*** EXERCISE INPUT

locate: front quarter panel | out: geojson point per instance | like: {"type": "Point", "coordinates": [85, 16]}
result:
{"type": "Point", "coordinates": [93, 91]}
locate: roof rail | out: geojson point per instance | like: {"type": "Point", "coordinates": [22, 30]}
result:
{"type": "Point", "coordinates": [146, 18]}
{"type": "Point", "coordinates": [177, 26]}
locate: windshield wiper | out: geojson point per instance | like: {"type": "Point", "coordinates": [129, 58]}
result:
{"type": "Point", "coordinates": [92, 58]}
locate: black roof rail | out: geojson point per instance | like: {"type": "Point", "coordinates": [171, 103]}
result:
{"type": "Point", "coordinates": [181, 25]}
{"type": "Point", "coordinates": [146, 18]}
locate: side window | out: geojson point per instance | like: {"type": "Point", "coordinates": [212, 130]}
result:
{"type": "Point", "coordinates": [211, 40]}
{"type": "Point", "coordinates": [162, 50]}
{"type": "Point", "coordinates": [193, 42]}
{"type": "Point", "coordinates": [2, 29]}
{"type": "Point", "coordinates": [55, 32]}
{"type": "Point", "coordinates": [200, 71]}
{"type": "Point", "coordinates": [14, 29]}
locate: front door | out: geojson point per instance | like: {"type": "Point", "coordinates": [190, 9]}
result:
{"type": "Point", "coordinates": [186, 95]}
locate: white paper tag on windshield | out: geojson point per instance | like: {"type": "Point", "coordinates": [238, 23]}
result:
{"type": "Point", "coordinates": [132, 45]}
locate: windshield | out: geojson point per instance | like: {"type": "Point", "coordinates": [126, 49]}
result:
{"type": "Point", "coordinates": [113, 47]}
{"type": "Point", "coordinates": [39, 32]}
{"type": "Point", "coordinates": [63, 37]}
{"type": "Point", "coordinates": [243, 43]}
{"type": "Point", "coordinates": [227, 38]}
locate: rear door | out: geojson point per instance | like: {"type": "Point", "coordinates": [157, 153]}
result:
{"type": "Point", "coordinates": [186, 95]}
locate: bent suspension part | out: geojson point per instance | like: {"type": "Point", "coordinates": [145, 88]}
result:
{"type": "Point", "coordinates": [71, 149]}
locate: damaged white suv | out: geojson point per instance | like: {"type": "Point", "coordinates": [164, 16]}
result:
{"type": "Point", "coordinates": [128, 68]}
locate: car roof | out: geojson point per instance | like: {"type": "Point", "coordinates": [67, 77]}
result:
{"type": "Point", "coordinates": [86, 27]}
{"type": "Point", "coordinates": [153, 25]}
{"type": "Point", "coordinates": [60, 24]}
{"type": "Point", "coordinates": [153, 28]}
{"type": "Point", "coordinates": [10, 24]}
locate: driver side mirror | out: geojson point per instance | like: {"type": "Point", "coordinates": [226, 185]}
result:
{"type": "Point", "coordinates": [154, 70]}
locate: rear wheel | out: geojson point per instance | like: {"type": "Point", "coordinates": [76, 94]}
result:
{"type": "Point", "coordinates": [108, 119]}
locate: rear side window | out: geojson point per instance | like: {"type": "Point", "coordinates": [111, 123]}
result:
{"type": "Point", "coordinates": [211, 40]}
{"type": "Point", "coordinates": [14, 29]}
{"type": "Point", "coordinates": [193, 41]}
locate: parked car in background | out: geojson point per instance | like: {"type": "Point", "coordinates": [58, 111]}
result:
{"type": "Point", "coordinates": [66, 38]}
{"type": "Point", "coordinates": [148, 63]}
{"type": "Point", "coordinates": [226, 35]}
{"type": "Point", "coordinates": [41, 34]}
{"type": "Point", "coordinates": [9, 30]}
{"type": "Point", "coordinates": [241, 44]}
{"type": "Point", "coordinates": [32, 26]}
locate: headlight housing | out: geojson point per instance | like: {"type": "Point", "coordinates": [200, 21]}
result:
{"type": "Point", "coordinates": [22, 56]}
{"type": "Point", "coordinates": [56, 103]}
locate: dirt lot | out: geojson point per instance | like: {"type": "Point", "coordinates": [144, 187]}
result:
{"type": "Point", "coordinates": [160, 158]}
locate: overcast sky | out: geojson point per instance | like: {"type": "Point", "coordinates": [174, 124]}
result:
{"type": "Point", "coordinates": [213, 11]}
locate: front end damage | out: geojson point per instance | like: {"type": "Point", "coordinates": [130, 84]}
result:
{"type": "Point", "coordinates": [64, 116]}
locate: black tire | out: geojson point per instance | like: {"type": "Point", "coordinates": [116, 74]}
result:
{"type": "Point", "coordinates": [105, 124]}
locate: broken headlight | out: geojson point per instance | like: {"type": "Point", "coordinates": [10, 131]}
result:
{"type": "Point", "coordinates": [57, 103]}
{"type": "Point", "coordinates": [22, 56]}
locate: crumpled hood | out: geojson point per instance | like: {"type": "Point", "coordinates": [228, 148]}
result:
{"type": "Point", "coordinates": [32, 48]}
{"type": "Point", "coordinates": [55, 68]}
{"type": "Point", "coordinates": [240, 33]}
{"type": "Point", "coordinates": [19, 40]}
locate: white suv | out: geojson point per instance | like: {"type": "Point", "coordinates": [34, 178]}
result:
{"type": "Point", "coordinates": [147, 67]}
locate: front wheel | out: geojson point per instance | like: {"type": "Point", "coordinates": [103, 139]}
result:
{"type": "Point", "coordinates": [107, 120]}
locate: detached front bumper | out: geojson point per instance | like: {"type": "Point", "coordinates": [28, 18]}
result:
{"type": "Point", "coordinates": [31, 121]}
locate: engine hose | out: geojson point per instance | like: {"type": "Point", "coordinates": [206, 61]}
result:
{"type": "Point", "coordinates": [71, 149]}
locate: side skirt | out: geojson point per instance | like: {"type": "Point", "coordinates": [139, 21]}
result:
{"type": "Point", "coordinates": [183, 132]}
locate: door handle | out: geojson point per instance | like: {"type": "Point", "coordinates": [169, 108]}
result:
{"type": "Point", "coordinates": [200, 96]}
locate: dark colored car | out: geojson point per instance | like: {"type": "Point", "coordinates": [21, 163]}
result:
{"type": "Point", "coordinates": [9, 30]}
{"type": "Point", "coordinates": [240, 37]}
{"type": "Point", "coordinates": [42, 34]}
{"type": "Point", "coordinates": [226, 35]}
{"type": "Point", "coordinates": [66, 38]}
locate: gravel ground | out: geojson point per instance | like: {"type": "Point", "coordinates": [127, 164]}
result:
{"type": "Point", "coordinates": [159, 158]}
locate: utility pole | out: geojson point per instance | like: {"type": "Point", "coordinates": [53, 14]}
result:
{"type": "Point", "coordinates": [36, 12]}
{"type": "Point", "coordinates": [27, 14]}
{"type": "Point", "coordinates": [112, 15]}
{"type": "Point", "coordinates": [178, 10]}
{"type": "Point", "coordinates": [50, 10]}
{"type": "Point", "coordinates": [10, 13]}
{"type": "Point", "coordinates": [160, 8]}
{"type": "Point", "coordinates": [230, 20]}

******
*** EXERCISE INPUT

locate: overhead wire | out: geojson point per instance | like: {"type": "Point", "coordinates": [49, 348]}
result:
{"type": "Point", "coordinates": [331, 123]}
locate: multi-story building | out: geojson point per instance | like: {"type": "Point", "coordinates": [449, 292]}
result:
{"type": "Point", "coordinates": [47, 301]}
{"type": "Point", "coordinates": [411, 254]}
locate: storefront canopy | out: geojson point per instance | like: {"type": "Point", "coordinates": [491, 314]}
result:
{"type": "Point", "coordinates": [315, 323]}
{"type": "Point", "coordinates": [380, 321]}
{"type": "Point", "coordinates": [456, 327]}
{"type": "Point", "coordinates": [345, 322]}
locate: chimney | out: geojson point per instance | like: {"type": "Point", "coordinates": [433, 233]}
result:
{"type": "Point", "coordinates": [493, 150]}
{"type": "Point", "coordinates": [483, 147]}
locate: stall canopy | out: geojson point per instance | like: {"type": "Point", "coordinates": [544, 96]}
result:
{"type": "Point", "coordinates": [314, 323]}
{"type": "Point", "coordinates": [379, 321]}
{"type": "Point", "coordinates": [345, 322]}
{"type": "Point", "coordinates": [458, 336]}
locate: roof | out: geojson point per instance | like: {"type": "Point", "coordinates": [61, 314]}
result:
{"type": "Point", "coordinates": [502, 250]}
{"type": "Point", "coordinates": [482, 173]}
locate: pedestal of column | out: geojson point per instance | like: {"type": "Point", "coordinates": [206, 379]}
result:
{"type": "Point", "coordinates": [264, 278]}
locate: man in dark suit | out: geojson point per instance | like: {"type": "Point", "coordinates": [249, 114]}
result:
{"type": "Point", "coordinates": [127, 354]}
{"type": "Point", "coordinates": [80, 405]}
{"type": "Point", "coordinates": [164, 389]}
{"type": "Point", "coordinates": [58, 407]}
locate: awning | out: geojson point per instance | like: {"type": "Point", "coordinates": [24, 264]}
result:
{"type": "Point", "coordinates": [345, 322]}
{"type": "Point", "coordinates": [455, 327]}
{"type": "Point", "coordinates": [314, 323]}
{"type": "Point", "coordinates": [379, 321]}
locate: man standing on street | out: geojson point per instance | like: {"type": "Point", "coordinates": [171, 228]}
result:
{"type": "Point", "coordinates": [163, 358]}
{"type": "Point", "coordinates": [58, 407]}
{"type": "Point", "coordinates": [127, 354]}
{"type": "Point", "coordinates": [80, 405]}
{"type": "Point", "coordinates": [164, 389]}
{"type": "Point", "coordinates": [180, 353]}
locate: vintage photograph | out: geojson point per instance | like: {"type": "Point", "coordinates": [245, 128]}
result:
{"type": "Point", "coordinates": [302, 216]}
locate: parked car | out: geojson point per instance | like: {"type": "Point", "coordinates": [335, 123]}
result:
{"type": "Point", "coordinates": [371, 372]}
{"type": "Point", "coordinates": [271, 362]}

******

== PROBLEM STATEMENT ==
Could you reproduce, exactly, every line above from the line with "locate: chimney |" to the line with "locate: stall canopy", and no other line? Both ends count.

== OUTPUT BELOW ==
locate: chimney | out: geojson point per instance | like: {"type": "Point", "coordinates": [433, 233]}
result:
{"type": "Point", "coordinates": [493, 150]}
{"type": "Point", "coordinates": [483, 147]}
locate: stall canopy | out: geojson point per instance | like: {"type": "Point", "coordinates": [544, 96]}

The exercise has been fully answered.